• [Required action] Each entry needs to be reproduced exactly, with none left out.

• [Input material]

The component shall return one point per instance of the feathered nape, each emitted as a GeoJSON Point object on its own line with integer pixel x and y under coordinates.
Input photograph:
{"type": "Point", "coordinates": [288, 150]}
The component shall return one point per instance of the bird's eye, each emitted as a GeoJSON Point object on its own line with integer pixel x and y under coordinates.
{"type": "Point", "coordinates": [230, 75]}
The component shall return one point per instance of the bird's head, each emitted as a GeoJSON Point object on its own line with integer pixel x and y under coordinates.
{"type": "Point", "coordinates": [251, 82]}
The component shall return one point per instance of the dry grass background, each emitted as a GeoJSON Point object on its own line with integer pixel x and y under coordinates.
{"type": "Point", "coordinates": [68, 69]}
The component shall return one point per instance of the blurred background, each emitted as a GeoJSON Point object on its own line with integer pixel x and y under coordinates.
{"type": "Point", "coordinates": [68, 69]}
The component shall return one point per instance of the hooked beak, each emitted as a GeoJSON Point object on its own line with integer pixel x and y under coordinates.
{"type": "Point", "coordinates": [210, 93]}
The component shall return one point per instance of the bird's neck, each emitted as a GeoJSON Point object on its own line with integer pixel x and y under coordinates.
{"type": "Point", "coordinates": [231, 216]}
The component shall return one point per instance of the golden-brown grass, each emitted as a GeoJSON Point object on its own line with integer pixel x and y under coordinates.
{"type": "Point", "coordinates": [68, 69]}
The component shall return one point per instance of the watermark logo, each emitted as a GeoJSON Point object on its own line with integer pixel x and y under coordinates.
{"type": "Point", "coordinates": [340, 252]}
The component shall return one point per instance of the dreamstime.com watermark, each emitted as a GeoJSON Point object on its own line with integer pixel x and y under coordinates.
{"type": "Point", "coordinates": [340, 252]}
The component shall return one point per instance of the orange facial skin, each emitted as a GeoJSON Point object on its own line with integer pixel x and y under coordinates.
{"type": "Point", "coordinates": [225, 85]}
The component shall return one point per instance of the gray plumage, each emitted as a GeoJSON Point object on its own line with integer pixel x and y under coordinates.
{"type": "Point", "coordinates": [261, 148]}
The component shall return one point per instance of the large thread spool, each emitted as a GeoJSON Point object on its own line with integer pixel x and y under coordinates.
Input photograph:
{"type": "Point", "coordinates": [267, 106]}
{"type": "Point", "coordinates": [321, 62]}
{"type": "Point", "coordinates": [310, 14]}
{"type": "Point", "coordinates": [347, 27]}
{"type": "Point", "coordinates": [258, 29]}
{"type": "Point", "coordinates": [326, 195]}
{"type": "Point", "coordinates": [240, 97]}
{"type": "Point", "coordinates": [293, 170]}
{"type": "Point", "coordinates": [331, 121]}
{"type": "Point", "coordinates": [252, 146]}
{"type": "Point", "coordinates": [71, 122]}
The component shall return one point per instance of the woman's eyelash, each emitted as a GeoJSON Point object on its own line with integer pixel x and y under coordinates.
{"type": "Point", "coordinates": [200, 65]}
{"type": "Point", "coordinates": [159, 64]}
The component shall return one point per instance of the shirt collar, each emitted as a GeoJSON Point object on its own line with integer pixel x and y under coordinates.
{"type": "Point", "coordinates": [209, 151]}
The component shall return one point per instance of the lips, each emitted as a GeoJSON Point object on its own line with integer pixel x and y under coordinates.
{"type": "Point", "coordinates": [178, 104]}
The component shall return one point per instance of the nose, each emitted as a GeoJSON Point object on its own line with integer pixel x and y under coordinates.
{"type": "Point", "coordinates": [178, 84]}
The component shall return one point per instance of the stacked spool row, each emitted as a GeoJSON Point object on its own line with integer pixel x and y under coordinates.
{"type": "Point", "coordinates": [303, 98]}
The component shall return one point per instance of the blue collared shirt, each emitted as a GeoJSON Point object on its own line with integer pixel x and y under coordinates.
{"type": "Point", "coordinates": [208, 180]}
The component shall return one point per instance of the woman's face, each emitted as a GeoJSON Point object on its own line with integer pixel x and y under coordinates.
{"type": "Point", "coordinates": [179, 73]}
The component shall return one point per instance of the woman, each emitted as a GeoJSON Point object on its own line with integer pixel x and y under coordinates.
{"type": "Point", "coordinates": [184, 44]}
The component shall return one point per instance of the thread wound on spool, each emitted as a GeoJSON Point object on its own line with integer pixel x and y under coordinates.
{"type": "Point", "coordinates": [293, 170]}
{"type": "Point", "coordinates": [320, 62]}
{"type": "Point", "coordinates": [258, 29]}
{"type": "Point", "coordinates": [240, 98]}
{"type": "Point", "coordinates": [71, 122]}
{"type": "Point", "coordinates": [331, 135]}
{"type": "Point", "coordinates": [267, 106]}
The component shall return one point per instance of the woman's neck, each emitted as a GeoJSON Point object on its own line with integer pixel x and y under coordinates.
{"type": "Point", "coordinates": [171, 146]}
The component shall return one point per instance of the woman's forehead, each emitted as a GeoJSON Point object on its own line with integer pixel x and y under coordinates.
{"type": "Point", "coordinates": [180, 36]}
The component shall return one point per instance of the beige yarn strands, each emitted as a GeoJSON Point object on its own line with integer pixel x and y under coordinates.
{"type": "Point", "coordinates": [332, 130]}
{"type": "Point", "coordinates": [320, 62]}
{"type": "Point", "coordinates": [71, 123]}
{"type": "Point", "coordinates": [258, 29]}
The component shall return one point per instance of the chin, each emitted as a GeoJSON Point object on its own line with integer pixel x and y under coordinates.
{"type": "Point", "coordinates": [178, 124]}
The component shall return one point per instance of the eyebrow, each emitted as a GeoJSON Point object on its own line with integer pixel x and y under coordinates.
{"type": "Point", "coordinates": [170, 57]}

• [Your response]
The component shall return one point per instance of the feathered nape, each emitted as a GeoJSON Point object on its own line with integer pixel x and y under coordinates.
Input photograph:
{"type": "Point", "coordinates": [288, 150]}
The component shall return one point per instance of the bird's eye, each emitted as a GeoJSON Point object on its own line with integer pixel x and y under coordinates.
{"type": "Point", "coordinates": [230, 75]}
The component shall return one point per instance of the bird's head, each emitted as a GeoJSON Point object on its own line with integer pixel x and y under coordinates.
{"type": "Point", "coordinates": [251, 82]}
The component shall return one point per instance of the dry grass background, each emitted as a GeoJSON Point object on its own line with integer pixel x and y under coordinates.
{"type": "Point", "coordinates": [68, 69]}
The component shall return one point per instance of the blurred background, each emitted as a GeoJSON Point object on its own line with integer pixel x and y under coordinates.
{"type": "Point", "coordinates": [68, 69]}
The component shall return one point per instance of the hooked beak, each emitted as a GeoJSON Point object on its own line with integer pixel x and y under coordinates.
{"type": "Point", "coordinates": [210, 93]}
The component shall return one point per instance of the bird's neck, each emitted as a GeoJSON Point object on its own line with integer pixel x and y under coordinates.
{"type": "Point", "coordinates": [231, 216]}
The component shall return one point per instance of the golden-brown grass, each emitted as a GeoJSON Point object on its own line with integer pixel x and y under coordinates.
{"type": "Point", "coordinates": [68, 69]}
The component shall return one point per instance of the watermark logo, each emitted as a GeoJSON Point object on its own line with integer pixel x and y under coordinates.
{"type": "Point", "coordinates": [340, 252]}
The component shall return one point per instance of the dreamstime.com watermark, each emitted as a GeoJSON Point object on its own line with integer pixel x and y under coordinates.
{"type": "Point", "coordinates": [340, 252]}
The component shall return one point per instance of the orange facial skin, each emitted as a GeoJSON Point object on its own line with integer pixel x and y under coordinates.
{"type": "Point", "coordinates": [225, 85]}
The component shall return one point per instance of the gray plumage, each emitted as a GeoJSON Point object on its own line with integer pixel x and y under coordinates.
{"type": "Point", "coordinates": [261, 148]}
The component shall return one point per instance of the large thread spool, each emitted as a GeoJSON Point object on its own line with integer pixel x and y under coordinates.
Input photograph:
{"type": "Point", "coordinates": [267, 106]}
{"type": "Point", "coordinates": [321, 62]}
{"type": "Point", "coordinates": [310, 14]}
{"type": "Point", "coordinates": [347, 27]}
{"type": "Point", "coordinates": [258, 29]}
{"type": "Point", "coordinates": [326, 195]}
{"type": "Point", "coordinates": [240, 97]}
{"type": "Point", "coordinates": [293, 170]}
{"type": "Point", "coordinates": [331, 121]}
{"type": "Point", "coordinates": [252, 146]}
{"type": "Point", "coordinates": [71, 122]}
The component shall return one point per instance of the woman's eyelash, each emitted as a GeoJSON Point object on its own line with integer pixel x and y under coordinates.
{"type": "Point", "coordinates": [200, 65]}
{"type": "Point", "coordinates": [159, 64]}
The component shall return one point per instance of the shirt collar, each emitted as a GeoJSON Point object on its own line with integer pixel x and y under coordinates.
{"type": "Point", "coordinates": [209, 151]}
The component shall return one point per instance of the lips, each emitted as a GeoJSON Point object on its own line with integer pixel x and y under coordinates.
{"type": "Point", "coordinates": [178, 104]}
The component shall return one point per instance of the nose, each emitted as a GeoJSON Point object on its own line with integer pixel x and y under coordinates.
{"type": "Point", "coordinates": [178, 84]}
The component shall return one point per instance of the stacked spool row, each emitted as a GeoJSON Point object on its own line with integer pixel x and y under coordinates.
{"type": "Point", "coordinates": [303, 98]}
The component shall return one point per instance of the blue collared shirt, each emitted as a GeoJSON Point object on its own line with integer pixel x and y under coordinates.
{"type": "Point", "coordinates": [208, 180]}
The component shall return one point per instance of the woman's face, each emitted as a GeoJSON Point object on its own line with integer pixel x and y under coordinates.
{"type": "Point", "coordinates": [179, 73]}
The component shall return one point per instance of the woman, each emitted as a GeoJSON Point object on its own line with integer pixel x and y under coordinates.
{"type": "Point", "coordinates": [184, 44]}
The component shall return one point per instance of the thread wound on spool, each emitted as a GeoJSON Point object on its own line with integer pixel x and y under coordinates.
{"type": "Point", "coordinates": [293, 170]}
{"type": "Point", "coordinates": [320, 62]}
{"type": "Point", "coordinates": [258, 29]}
{"type": "Point", "coordinates": [240, 98]}
{"type": "Point", "coordinates": [71, 122]}
{"type": "Point", "coordinates": [331, 135]}
{"type": "Point", "coordinates": [267, 106]}
The component shall return one point per instance of the woman's neck, each emitted as a GeoJSON Point object on its own line with integer pixel x and y under coordinates.
{"type": "Point", "coordinates": [171, 146]}
The component shall return one point per instance of the woman's forehead, each emitted as a GeoJSON Point object on its own line with integer pixel x and y under coordinates.
{"type": "Point", "coordinates": [180, 36]}
The component shall return one point per instance of the beige yarn strands, each emitted as a GeoJSON Point object on its own line with integer pixel x and y under coordinates.
{"type": "Point", "coordinates": [332, 130]}
{"type": "Point", "coordinates": [320, 62]}
{"type": "Point", "coordinates": [71, 123]}
{"type": "Point", "coordinates": [258, 29]}
The component shall return one point per instance of the chin, each emitted as a GeoJSON Point object on its own line with integer pixel x and y under coordinates.
{"type": "Point", "coordinates": [178, 124]}
The component shall return one point per instance of the eyebrow, each emitted as a GeoJSON Point object on its own line with integer pixel x and y under coordinates.
{"type": "Point", "coordinates": [170, 57]}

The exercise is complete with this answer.